MENSAJE DEL SANTO PADRE JUAN PABLO II PARA LA XIX JORNADA MUNDIAL DE LA JUVENTUD 2004
“Queremos
ver a Jesús” (Jn 12,21)
Muy queridos jóvenes:
1. El año 2004 constituye la última etapa
antes de la gran cita de Colonia, donde en 2005 se celebrará la XX Jornada
Mundial de la Juventud. Por eso os invito a intensificar vuestro camino de
preparación espiritual, profundizando el tema que he elegido para esta XIX
Jornada Mundial de la Juventud: Queremos ver a Jesús” (Jn
12,21).
Es la pregunta que algunos “griegos” le
hicieron un día a los Apóstoles. Querían saber quién era Jesús. No se
trataba simplemente de acercarse para saber cómo se presentaba el hombre Jesús.
Movidos por una gran curiosidad y con el presentimiento de encontrar la
respuesta a sus preguntas fundamentales, querían saber quién era realmente y
de dónde venía.

> _Relación de entradas_:
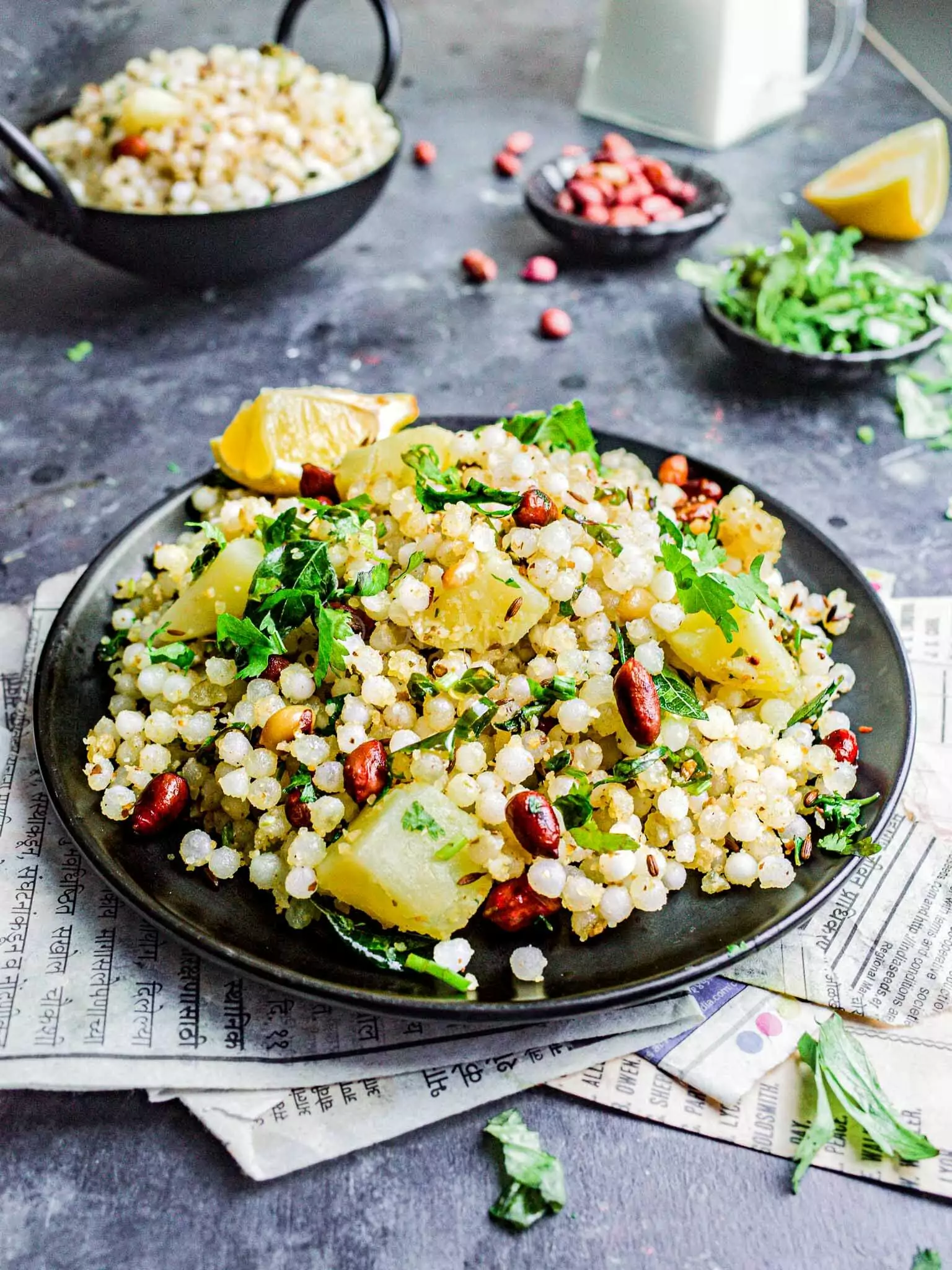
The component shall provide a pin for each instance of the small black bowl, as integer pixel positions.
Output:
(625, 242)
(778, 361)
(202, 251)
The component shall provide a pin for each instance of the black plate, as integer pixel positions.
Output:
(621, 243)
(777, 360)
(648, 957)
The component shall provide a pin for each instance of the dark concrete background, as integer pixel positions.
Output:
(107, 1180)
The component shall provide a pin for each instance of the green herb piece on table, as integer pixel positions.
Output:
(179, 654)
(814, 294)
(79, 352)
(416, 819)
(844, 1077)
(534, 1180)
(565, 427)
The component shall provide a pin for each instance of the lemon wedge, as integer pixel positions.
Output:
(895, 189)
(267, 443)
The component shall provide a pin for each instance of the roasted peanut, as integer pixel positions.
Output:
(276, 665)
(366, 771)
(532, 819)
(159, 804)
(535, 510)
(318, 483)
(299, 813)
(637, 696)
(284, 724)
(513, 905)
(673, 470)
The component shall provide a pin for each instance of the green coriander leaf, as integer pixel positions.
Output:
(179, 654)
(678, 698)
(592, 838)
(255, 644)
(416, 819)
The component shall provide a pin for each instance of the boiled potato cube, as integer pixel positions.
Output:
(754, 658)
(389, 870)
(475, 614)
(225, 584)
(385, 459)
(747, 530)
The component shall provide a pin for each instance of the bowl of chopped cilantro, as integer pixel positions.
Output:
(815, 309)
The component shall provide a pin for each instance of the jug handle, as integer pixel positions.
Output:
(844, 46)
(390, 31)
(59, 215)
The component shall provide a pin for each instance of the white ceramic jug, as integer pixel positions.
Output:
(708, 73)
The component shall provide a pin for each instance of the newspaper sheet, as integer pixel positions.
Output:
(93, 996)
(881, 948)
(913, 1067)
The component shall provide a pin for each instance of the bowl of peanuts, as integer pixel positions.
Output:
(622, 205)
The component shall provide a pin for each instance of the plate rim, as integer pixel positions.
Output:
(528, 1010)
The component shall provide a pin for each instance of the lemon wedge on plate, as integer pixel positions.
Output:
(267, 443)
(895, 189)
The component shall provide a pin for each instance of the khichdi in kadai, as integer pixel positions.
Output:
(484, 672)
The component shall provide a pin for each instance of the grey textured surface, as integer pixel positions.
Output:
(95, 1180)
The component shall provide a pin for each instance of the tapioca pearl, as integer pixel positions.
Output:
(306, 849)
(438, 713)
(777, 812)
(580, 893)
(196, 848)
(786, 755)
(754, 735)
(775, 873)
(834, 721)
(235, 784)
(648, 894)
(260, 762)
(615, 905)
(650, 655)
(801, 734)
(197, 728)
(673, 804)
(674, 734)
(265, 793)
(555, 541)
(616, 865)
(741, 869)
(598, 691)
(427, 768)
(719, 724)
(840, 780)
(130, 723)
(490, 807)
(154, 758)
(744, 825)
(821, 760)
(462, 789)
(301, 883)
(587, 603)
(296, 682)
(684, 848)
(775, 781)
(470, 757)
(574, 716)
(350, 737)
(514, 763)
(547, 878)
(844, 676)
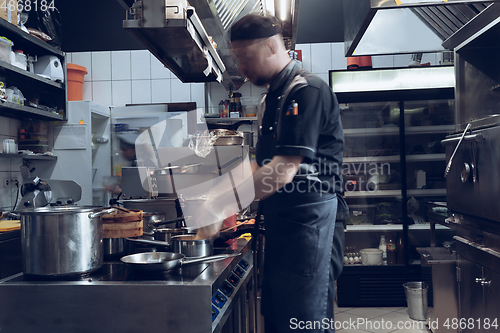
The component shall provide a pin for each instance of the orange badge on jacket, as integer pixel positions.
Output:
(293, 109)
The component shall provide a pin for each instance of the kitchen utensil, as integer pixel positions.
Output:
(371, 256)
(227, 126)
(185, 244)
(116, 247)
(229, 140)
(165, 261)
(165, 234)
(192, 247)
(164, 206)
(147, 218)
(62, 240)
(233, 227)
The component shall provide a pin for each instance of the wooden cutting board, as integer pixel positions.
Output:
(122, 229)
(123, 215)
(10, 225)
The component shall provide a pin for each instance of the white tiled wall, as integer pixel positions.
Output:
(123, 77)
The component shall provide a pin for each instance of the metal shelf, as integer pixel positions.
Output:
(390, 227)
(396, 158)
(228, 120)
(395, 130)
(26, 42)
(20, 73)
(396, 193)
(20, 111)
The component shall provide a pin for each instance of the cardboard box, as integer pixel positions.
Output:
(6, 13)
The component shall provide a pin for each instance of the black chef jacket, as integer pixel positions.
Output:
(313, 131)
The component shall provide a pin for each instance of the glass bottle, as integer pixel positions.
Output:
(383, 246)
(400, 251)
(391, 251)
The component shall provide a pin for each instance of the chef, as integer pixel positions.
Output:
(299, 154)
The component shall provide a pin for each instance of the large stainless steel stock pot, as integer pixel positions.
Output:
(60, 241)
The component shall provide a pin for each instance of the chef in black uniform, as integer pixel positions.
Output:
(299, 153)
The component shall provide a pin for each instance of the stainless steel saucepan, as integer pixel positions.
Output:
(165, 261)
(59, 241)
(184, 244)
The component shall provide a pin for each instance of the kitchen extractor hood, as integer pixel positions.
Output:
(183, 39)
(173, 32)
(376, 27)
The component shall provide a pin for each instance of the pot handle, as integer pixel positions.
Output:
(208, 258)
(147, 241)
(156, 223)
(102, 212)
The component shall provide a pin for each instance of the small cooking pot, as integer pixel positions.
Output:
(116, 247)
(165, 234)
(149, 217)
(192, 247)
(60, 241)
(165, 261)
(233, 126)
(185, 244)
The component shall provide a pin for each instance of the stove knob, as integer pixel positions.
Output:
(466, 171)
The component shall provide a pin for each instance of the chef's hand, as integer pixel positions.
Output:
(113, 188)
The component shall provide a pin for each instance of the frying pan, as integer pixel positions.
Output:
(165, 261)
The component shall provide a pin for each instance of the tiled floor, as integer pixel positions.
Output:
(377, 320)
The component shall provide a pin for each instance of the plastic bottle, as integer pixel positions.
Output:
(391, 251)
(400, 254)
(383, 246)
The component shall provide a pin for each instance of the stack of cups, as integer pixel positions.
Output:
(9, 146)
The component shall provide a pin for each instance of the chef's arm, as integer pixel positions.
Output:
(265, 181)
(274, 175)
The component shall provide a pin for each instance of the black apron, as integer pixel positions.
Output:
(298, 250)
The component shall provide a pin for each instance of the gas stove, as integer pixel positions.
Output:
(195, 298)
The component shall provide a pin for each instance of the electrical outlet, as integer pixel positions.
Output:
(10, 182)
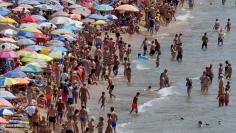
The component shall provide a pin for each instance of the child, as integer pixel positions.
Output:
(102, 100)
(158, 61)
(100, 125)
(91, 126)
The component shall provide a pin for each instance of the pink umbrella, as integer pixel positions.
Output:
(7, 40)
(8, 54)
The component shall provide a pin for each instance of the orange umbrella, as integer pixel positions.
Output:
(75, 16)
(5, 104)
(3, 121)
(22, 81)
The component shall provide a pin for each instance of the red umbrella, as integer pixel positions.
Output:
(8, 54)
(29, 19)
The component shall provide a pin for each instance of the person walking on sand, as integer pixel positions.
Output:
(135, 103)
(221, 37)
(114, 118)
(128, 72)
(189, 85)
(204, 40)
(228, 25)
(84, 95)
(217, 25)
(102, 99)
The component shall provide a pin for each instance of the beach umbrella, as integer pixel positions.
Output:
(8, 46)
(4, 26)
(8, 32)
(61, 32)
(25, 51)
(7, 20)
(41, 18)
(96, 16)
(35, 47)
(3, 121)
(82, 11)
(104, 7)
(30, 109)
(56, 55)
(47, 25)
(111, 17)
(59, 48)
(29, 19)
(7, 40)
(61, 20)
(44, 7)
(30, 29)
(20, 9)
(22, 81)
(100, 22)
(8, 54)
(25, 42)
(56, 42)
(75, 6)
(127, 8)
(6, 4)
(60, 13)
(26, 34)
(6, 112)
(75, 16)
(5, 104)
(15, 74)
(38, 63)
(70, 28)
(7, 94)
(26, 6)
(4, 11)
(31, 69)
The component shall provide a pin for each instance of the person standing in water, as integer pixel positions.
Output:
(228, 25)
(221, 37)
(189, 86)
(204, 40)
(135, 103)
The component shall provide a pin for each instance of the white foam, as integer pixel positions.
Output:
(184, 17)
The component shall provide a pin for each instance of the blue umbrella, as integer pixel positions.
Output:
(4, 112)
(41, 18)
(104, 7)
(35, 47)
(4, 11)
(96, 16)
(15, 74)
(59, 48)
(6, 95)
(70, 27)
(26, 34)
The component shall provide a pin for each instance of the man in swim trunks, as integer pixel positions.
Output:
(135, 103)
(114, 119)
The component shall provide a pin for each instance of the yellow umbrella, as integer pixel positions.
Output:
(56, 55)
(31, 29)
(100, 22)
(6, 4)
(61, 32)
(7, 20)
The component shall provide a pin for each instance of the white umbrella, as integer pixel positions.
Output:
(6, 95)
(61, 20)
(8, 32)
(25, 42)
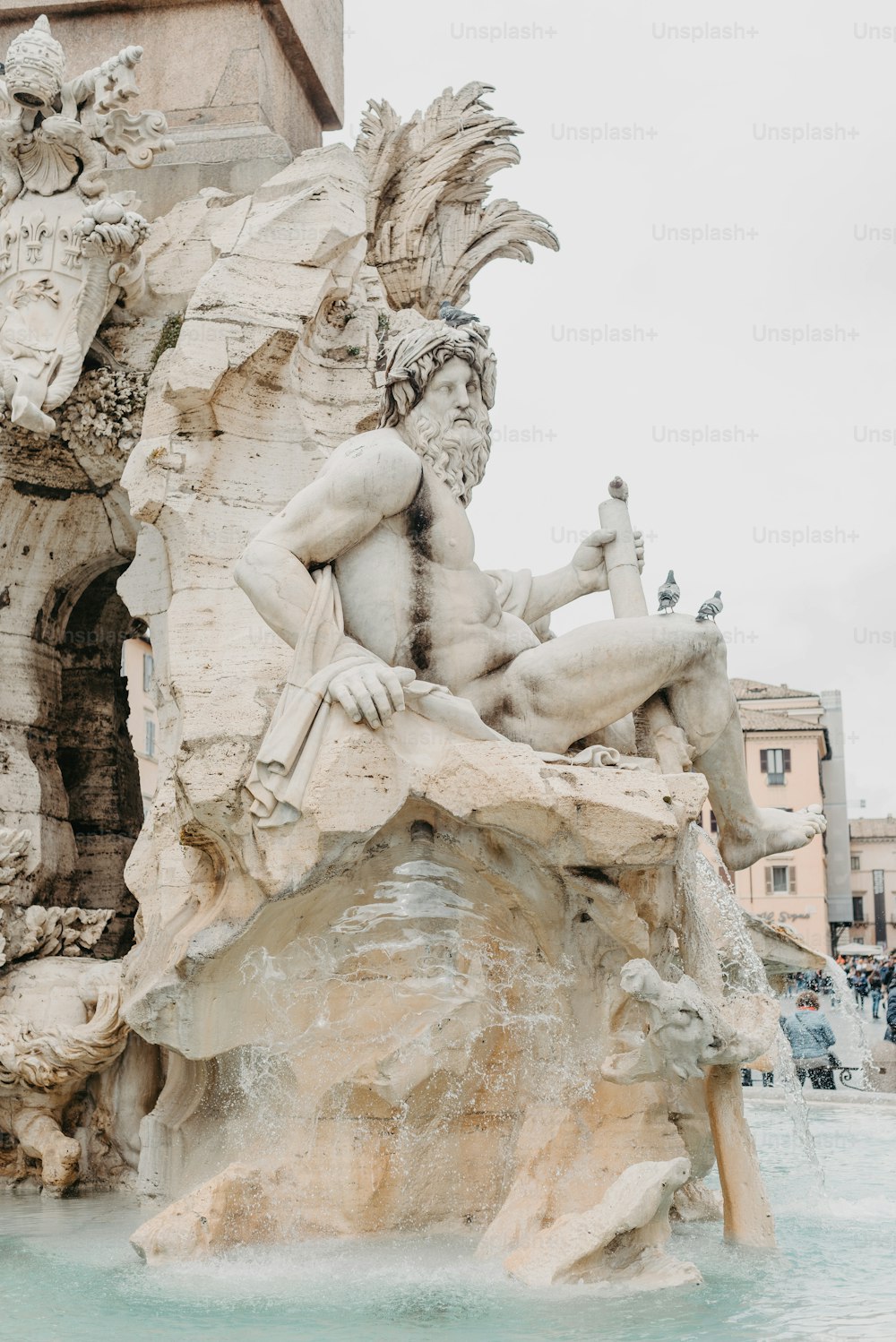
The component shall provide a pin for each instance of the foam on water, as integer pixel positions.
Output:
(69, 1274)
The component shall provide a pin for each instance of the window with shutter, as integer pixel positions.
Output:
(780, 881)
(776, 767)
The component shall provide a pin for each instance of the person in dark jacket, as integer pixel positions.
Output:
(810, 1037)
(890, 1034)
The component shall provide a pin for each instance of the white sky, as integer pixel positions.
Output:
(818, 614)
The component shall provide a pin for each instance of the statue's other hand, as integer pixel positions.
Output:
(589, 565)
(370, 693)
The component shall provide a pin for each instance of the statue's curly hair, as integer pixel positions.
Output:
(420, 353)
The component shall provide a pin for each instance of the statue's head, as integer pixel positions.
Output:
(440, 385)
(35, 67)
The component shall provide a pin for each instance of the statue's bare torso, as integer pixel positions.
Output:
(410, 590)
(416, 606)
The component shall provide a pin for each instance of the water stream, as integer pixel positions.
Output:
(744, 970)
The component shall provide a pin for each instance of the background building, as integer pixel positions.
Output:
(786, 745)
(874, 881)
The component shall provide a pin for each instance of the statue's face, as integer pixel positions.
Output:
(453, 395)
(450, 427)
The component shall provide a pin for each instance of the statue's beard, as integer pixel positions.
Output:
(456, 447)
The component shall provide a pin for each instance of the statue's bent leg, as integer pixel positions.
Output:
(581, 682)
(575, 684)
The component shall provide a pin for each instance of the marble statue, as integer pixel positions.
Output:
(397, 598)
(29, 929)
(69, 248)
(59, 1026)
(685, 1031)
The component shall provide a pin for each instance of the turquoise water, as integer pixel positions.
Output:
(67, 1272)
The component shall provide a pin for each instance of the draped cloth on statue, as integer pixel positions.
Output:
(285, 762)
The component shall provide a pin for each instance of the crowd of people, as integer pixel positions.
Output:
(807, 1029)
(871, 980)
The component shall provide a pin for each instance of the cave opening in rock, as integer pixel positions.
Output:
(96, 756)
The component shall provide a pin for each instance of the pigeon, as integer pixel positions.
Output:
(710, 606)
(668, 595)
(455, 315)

> _Ejercicio propuesto_: Prosiga el mensaje de Juan Pablo II para la XIX Jornada Mundial de la Juventud a partir de su última frase. Las entradas no intervienen en modo alguno en este ejercicio.

> _Respuesta redactada_:
2. Queridos jóvenes, yo también os invito a
imitar a los “griegos” que se dirigieron a Felipe, movidos por el deseo de
“ver a Jesús”. Que vuestra búsqueda no esté motivada simplemente por la
curiosidad intelectual, aunque en sí misma tiene un gran valor, sino que esté
estimulada sobre todo por la exigencia profunda de encontrar la respuesta a la
pregunta sobre el sentido de vuestra vida. Como el joven rico del Evangelio,
buscad también vosotros a Jesús y preguntadle: “¿Qué he de hacer
para tener en herencia vida eterna?” (Mc 10,17). El evangelista Marcos
precisa que Jesús, fijando en él su mirada, le amó. Pensad también en ese
otro episodio en el que Jesús le dice a Natanael: “Antes de que Felipe te
llamara, cuando estabas bajo la higuera, te vi”, haciendo brotar del corazón
de aquel israelita en el que no había engaño (cfr. Jn 1,47) una hermosa
profesión de fe: “Rabbí, tú eres el Hijo de Dios” (Jn 1,49). Quien
se acerca a Jesús con el corazón libre de prejuicios puede llegar sin grandes
dificultades a la fe, porque es el mismo Jesús quien en primer lugar le ha
visto y le ha amado.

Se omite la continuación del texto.